*Your objective*.
Write out, unchanged, the lines from the one holding "Tag the man" to the close of the listing. Both the first and last lines belong in it.

*Information supplied*.
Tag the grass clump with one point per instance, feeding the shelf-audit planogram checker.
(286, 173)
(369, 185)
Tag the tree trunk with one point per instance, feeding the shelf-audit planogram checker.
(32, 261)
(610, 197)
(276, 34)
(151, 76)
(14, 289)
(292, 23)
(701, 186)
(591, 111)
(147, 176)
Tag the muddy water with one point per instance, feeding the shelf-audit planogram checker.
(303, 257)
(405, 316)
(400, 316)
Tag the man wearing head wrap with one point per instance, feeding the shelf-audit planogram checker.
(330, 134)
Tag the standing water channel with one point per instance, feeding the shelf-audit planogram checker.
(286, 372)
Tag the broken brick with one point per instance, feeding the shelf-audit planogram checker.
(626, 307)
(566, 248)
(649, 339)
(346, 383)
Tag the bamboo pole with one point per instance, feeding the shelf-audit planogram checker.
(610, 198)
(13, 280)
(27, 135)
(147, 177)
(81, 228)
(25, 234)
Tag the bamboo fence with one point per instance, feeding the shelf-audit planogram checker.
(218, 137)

*Result of the task*.
Tag the man wearing head wrap with one point per instance, feeding the shelf-audit planogram checker.
(330, 134)
Tag the standing water channel with one point per instance, feeding the shelf-audit planogram checker.
(286, 372)
Tag the broken brick with one point per instance, feeding the shelf-audit planogram checker.
(626, 307)
(566, 248)
(649, 339)
(346, 383)
Tag the bamboo pole with one point per instance, feeding the shelf-audit planogram checker.
(610, 198)
(13, 280)
(27, 135)
(147, 177)
(81, 228)
(25, 234)
Tag the bamboo fence with one point per instance, feeding the shelf-audit planogram checker.
(218, 137)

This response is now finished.